## SET EXERCISE
Please copy out every one of the following entries word for word.

## RECORDS FOR THIS EXERCISE
····················
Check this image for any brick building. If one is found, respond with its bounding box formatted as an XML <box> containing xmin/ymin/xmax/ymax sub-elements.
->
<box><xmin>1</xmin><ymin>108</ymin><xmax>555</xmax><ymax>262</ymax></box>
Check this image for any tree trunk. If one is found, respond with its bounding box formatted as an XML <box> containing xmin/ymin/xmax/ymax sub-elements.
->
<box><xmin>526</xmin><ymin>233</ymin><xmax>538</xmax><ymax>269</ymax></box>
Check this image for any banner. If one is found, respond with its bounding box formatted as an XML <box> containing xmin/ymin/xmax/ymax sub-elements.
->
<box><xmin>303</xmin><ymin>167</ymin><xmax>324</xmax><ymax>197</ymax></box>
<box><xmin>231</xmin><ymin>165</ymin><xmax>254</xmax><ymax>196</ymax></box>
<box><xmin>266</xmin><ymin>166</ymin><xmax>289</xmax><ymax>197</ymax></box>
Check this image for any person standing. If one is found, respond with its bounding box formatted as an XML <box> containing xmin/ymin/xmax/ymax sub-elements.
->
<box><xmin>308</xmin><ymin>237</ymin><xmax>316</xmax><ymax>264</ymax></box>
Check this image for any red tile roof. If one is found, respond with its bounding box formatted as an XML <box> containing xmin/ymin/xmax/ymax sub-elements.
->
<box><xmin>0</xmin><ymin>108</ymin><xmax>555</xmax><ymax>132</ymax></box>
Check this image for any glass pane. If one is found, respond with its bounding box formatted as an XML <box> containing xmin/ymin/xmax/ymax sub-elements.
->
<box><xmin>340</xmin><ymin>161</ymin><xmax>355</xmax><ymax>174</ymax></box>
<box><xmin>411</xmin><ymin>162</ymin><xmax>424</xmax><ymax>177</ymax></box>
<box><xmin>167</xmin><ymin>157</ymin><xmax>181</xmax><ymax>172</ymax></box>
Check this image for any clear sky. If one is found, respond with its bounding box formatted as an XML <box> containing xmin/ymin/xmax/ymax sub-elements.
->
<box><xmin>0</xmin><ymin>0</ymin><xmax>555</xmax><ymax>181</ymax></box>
····················
## FINAL RESULT
Check this image for any brick building. If one is found, respond with its bounding box formatted as an XML <box> containing xmin/ymin/xmax/ymax sub-elements.
->
<box><xmin>1</xmin><ymin>108</ymin><xmax>555</xmax><ymax>262</ymax></box>
Check this image for any tree trunk. If one is found, respond with its bounding box formatted as an XML <box> containing xmin/ymin/xmax/ymax sub-elements.
->
<box><xmin>526</xmin><ymin>233</ymin><xmax>538</xmax><ymax>269</ymax></box>
Check this image for any banner. If one is found, respond with its bounding box formatted as an XML <box> containing xmin/ymin/xmax/ymax sub-elements.
->
<box><xmin>303</xmin><ymin>167</ymin><xmax>324</xmax><ymax>197</ymax></box>
<box><xmin>231</xmin><ymin>165</ymin><xmax>254</xmax><ymax>196</ymax></box>
<box><xmin>266</xmin><ymin>166</ymin><xmax>289</xmax><ymax>197</ymax></box>
Check this image for any person standing. If one is found, respond with its bounding box formatted as an XML <box> containing xmin/ymin/xmax/ymax sub-elements.
->
<box><xmin>308</xmin><ymin>237</ymin><xmax>316</xmax><ymax>264</ymax></box>
Check this image for any red tile roof. If one is found, respond with its bounding box formatted as an XML <box> containing xmin/ymin/xmax/ymax sub-elements.
->
<box><xmin>0</xmin><ymin>108</ymin><xmax>555</xmax><ymax>132</ymax></box>
Check this image for any glass pane. If one is found, respond with its bounding box formatted as an XML <box> containing xmin/ymin/xmax/ymax sub-elements.
->
<box><xmin>340</xmin><ymin>161</ymin><xmax>355</xmax><ymax>174</ymax></box>
<box><xmin>411</xmin><ymin>162</ymin><xmax>424</xmax><ymax>177</ymax></box>
<box><xmin>167</xmin><ymin>157</ymin><xmax>181</xmax><ymax>172</ymax></box>
Check this image for any clear sky. If one is found, respond with its bounding box formatted as an XML <box> containing xmin/ymin/xmax/ymax sub-elements.
->
<box><xmin>0</xmin><ymin>0</ymin><xmax>555</xmax><ymax>181</ymax></box>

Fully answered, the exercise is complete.